# Consigne
Dans le commentaire sur le livre d'Habaquq, extrayez tel quel le passage qui commence à "Voici, il est" et se termine à "a-5 ; auteur).".

# Extrait du texte
Je continue de lire dans le second chapitre du livre du prophète Habaquq.
Voici, il est enflé d’orgueil, il n’est pas droit de cœur […]. Certes, le vin est traître et l’homme hautain ne reste pas tranquille ; tel le séjour des morts, il ouvre une large bouche et comme la mort, il n’est jamais rassasié. Car il ajoute à ses conquêtes nation après nation, et il rassemble tous les peuples sous sa domination (Habaquq 2.4 a-5 ; auteur).
« L’homme hautain qui ne reste pas tranquille » est le Chaldéen, c’est-à-dire l’empire babylonien. Le mot hébreu pour « hautain » (yâhir) n’apparaît qu’ici et dans le proverbe où il est dit :
Le moqueur est un homme arrogant et hautain qui agit poussé par un orgueil démesuré (Proverbes 21.24).
Littéralement, le texte dit : « l’arrogant, l’hautain, moqueur (est) son nom ». Dans les écrits de la sagesse israélite, le terme « moqueur » a un sens bien plus dur que dans notre langue, car il désigne quelqu’un qui se place au-dessus de toute règle morale, et c’est bien ainsi que se conduisent les Chaldéens qui ne connaissent qu’une seule loi, la leur et celle qu’ils imposent aux peuples conquis.

# Données fournies

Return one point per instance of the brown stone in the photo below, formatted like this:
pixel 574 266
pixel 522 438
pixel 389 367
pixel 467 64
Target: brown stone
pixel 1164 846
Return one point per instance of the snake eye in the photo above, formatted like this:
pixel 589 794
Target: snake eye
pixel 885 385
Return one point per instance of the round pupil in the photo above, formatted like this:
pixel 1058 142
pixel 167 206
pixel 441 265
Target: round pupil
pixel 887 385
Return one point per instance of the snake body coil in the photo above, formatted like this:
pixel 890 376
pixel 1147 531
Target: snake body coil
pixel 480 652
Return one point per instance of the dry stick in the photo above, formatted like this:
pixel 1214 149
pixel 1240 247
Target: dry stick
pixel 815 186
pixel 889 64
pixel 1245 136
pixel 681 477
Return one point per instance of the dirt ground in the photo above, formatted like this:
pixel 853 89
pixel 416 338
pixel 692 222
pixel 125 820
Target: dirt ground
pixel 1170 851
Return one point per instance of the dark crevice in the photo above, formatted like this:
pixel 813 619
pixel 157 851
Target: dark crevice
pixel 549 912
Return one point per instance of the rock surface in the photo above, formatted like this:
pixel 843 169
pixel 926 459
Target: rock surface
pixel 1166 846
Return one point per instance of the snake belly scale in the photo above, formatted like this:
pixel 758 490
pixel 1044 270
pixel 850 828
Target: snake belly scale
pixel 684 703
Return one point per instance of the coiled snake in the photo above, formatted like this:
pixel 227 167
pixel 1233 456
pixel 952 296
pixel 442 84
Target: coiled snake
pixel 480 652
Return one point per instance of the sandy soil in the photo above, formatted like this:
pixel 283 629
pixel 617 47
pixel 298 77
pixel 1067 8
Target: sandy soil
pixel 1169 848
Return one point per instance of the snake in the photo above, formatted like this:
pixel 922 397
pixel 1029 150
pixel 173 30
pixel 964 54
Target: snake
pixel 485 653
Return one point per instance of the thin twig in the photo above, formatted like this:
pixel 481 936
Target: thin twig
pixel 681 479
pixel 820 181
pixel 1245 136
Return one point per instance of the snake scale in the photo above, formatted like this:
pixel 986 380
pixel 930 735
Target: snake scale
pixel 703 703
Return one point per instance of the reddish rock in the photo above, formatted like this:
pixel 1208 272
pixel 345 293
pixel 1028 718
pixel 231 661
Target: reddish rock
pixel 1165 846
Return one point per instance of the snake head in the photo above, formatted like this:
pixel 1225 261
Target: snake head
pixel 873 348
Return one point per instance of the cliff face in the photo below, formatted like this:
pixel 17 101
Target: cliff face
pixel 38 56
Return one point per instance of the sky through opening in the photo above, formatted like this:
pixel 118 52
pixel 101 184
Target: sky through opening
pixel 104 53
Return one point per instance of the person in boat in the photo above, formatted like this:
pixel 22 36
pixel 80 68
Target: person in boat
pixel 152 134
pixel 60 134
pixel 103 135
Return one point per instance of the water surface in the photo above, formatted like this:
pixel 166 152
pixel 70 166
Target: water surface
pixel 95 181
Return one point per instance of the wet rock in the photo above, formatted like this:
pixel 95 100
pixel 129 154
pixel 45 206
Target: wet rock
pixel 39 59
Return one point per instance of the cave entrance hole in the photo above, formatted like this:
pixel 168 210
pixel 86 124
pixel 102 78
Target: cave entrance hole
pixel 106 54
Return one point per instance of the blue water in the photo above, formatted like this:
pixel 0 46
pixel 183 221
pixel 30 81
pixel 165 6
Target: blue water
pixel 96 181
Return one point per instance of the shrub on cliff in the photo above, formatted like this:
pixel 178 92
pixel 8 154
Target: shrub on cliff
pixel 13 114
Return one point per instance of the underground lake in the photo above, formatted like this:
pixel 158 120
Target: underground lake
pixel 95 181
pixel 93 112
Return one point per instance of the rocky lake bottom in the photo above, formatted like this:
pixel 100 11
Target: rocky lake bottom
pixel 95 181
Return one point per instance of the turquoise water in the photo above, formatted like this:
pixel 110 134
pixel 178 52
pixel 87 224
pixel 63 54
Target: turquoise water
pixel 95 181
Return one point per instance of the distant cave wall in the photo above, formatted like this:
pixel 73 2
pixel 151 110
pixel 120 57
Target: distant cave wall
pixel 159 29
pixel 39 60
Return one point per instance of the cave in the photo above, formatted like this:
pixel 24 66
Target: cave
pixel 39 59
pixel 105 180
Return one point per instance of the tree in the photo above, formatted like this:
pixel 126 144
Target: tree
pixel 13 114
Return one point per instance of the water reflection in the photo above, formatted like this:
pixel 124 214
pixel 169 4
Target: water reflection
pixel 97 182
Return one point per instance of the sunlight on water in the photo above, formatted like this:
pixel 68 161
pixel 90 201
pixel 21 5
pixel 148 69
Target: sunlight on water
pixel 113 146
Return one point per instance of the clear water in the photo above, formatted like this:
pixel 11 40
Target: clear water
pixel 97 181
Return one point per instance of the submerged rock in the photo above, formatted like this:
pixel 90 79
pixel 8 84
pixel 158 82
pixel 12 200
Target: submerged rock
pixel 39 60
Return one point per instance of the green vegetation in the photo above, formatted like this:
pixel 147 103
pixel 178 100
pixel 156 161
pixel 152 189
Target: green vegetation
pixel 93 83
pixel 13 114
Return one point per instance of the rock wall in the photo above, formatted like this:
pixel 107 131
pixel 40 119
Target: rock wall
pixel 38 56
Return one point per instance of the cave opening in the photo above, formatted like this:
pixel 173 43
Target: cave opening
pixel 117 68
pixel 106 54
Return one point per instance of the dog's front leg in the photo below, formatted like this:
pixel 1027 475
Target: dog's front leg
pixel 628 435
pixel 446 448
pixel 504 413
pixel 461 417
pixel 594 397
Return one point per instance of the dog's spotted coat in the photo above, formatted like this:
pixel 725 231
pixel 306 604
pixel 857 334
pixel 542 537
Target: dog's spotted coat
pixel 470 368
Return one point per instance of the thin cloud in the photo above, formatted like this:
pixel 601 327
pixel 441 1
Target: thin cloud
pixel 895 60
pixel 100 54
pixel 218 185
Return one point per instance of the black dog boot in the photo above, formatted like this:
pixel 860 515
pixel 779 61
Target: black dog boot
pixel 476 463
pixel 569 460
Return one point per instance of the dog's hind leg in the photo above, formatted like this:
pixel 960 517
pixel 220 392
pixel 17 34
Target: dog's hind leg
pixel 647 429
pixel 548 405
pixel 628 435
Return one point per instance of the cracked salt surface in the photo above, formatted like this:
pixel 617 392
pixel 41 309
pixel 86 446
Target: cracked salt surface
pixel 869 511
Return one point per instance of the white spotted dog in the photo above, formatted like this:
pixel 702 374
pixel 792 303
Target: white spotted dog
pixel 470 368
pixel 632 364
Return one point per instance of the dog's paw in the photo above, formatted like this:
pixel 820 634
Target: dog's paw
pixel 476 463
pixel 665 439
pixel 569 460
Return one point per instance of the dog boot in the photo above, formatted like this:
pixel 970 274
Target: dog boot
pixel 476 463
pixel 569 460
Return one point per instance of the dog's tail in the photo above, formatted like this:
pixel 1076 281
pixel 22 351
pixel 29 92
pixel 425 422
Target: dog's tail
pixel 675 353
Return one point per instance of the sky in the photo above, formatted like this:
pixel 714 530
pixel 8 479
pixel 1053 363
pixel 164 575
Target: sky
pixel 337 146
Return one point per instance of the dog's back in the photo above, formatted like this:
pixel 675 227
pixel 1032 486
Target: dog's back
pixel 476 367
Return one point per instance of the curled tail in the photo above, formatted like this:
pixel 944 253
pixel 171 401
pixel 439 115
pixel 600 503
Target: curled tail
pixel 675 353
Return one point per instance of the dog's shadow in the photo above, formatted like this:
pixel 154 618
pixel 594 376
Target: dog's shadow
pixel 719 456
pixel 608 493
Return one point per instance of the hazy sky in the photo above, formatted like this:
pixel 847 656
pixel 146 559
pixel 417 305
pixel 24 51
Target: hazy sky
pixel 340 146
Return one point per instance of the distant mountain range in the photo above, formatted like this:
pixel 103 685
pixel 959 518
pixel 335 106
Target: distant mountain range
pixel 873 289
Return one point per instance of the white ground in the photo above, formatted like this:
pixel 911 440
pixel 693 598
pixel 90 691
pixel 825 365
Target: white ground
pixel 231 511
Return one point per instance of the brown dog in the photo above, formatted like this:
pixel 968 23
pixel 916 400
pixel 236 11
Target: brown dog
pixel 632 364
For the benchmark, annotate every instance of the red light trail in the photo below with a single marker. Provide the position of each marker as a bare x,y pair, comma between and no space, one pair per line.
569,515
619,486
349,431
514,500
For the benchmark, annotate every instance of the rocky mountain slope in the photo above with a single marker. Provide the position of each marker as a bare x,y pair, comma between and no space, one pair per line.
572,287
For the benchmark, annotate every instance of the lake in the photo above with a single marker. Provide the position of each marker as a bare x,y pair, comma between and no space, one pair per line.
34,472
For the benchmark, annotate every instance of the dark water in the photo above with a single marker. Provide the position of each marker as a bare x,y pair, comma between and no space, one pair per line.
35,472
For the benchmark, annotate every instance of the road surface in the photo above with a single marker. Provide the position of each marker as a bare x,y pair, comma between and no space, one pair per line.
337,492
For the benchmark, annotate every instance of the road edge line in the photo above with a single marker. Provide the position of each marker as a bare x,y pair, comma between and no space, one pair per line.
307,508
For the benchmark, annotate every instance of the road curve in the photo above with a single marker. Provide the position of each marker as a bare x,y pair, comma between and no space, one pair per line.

# Réponse finale
Voici, il est enflé d’orgueil, il n’est pas droit de cœur […]. Certes, le vin est traître et l’homme hautain ne reste pas tranquille ; tel le séjour des morts, il ouvre une large bouche et comme la mort, il n’est jamais rassasié. Car il ajoute à ses conquêtes nation après nation, et il rassemble tous les peuples sous sa domination (Habaquq 2.4 a-5 ; auteur).